INSTRUCTIONS FOR THE TASK: Copy out every record below, word for word.

EXTRACTED ENTRIES:
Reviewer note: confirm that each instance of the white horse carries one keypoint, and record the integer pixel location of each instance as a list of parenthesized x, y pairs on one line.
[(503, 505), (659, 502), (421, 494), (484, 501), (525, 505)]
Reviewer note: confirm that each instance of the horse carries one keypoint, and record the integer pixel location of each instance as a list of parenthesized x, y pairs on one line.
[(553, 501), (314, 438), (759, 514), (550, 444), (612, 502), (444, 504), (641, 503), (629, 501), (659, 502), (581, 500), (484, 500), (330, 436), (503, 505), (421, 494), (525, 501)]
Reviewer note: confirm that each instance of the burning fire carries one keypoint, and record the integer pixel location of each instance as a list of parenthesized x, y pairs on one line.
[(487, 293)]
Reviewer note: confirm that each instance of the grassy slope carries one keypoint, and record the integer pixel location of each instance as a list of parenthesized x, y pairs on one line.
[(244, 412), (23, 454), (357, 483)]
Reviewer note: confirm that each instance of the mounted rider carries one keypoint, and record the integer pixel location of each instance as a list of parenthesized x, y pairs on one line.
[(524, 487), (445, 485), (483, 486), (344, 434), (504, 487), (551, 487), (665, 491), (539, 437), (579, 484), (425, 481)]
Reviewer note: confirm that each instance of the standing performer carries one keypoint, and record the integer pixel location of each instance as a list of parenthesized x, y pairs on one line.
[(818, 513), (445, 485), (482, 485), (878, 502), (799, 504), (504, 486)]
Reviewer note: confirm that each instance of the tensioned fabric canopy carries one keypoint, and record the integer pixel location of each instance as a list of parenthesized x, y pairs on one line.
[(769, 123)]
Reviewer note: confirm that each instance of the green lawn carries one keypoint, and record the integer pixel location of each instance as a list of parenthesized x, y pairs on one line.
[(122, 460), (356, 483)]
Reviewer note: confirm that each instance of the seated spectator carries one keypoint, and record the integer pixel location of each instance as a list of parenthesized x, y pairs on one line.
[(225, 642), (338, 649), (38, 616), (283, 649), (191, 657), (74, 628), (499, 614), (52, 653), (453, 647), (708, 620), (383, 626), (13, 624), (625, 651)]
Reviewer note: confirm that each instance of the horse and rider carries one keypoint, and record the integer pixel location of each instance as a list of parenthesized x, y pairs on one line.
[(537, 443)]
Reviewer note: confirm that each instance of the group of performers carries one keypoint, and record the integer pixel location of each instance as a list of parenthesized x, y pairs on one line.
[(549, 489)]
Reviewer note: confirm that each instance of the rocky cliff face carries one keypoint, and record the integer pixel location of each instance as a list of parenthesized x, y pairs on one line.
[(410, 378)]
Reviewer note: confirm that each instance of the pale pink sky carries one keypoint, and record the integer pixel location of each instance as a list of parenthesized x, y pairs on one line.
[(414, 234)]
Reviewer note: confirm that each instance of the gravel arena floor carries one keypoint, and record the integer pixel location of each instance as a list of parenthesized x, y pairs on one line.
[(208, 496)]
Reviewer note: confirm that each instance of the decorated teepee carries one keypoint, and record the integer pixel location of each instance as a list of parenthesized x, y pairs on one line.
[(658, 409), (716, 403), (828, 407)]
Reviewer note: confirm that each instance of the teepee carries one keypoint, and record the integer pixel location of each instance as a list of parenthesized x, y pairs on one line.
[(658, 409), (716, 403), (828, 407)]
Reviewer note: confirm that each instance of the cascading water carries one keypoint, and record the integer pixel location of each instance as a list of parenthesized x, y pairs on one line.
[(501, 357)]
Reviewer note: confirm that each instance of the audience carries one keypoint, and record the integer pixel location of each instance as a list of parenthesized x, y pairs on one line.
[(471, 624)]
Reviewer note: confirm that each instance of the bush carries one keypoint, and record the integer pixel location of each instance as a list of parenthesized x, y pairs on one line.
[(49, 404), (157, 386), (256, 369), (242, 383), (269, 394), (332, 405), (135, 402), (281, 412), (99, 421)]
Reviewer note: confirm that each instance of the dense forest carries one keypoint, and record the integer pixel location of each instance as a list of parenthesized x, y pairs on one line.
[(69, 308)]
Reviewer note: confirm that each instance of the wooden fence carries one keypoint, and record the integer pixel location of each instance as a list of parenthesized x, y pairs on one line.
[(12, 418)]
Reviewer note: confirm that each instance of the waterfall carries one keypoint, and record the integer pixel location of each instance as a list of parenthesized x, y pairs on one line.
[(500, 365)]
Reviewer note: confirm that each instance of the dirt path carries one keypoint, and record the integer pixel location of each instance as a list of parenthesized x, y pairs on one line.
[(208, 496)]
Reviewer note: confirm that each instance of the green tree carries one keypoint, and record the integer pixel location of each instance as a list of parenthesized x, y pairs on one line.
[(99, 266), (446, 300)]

THE ANSWER:
Reviewer note: confirm that each instance of the white horse carries one keypoint, and record the integer pixel location of each instance as a list of parenthesized x, y pairs on one line.
[(503, 505), (659, 502), (421, 494), (484, 501), (525, 505)]
Reviewer note: confirm that each instance of the horse carries one keypoint, and record the integer pixel location of each instance as a list of parenthesized x, y pairs on one line.
[(553, 501), (314, 438), (759, 514), (550, 444), (612, 502), (444, 504), (641, 503), (629, 501), (659, 502), (581, 500), (484, 500), (330, 436), (503, 505), (421, 494), (525, 501)]
Reviewer note: confirm that each instance of the burning fire carries one keypoint, and record the integer pixel location of each instance as a list of parenthesized x, y pairs on one line.
[(487, 293)]
Reviewer note: confirm that each instance of the grassy slope carries one keypoint, and record the integer pixel location of each instance as a list of parenthesized x, y pairs on one line.
[(244, 412), (23, 454), (357, 483)]
Reviewer note: confirm that each instance of the mounted rider carries one keypoint, and record the integer pixel location of each instance as a list of parenthesized x, y pairs on one line.
[(524, 487), (445, 485), (483, 486), (344, 434), (504, 487), (551, 487), (665, 491), (539, 437), (579, 484), (425, 481)]
Reviewer note: confirm that each instance of the standing performer carries one keypoint, and record the integer pixel location of each instance as a list of parenthesized x, y pairs on one line.
[(818, 513), (445, 485), (482, 485), (878, 502), (799, 504), (504, 486)]
Reviewer note: confirm that each instance of the tensioned fabric canopy carries one keypoint, and record the integer pixel location of each instance as a list of parenthesized x, y pairs on one line.
[(769, 123)]
Reviewer note: confirm that each instance of the green lawn carries one keypoint, and record the integer pixel location of each instance as a list of parenthesized x, y pairs on one line.
[(122, 460), (356, 483)]
Reviewer note: confirm that each instance of the seated spectator carries one keypoint, and record the integer pixel location of each instance as a list of parenthesized x, y pairs on one line.
[(225, 642), (338, 649), (38, 616), (283, 649), (191, 657), (74, 628), (499, 614), (52, 653), (453, 647), (708, 620), (383, 626), (13, 624), (625, 651)]
Reviewer note: confirm that each instance of the horse and rider carries one keypoint, and record the integer pixel location of each instance as a list of parenthesized x, y pairs on one line.
[(537, 443)]
Reviewer note: confirm that each instance of the group of performers carries one keypoint, and record the integer pixel location of each instance as a list of parenthesized x, y pairs on one line.
[(549, 489)]
Reviewer note: confirm that each instance of the rocky cliff face carries one keypoint, and record the integer pixel location of each instance as a list of parenthesized x, y pairs on one line.
[(410, 378)]
Reviewer note: confirm that each instance of the pale pink sky carries one keypoint, and record the integer pixel location of each instance as a list of parenthesized x, y pairs on one line.
[(414, 234)]
Reviewer note: confirm that each instance of the gravel arena floor carries one keypoint, and record the integer pixel location of each instance as a list of parenthesized x, y pairs on one line.
[(208, 496)]
Reviewer note: confirm that each instance of the decorated teepee carries one keypoint, and record the integer pixel location of each instance as a list of parenthesized x, y pairs on one line.
[(658, 409), (716, 403), (828, 407)]
Reviewer note: confirm that each instance of the teepee carries one keypoint, and record the integer pixel location of each instance as a list of parenthesized x, y pairs on one line.
[(658, 409), (716, 403), (828, 407)]
Reviewer note: confirm that each instance of the cascading water carries one keypoint, and record the integer pixel location of each instance as a list of parenthesized x, y pairs on one line.
[(501, 357)]
Reviewer note: confirm that each instance of the audience carries one keypoint, and record the integer pixel location of each instance as a list of parenthesized x, y pairs on one line.
[(471, 624)]
Reviewer note: confirm that each instance of the bush carries one keypoint, and record the integer pixel location of each instance as a list of parenthesized x, y pairs on one line.
[(49, 404), (157, 386), (256, 369), (242, 383), (269, 394), (332, 405), (135, 402), (281, 412), (99, 421)]
Reviewer note: confirm that each instance of the dense forest carries one keypoint, and record the integer pixel location of each instance as a list of parenthesized x, y pairs on one line.
[(69, 308)]
Reviewer note: confirm that each instance of the wooden fence carries one keypoint, and record the integer pixel location of each instance as a list of parenthesized x, y pairs on one line.
[(12, 418)]
Reviewer note: confirm that each instance of the waterfall carries one keypoint, and record the integer pixel location of each instance as a list of parenthesized x, y pairs on one line.
[(500, 365)]
Reviewer note: confirm that each instance of the dirt path carries one keypoint, and record the integer pixel location of each instance as a list of parenthesized x, y pairs on one line.
[(208, 496)]
Reviewer note: confirm that each instance of the green tree carries one keypoint, and record the integer pixel location of each instance as a list of parenthesized x, y pairs on one line.
[(99, 266), (446, 300)]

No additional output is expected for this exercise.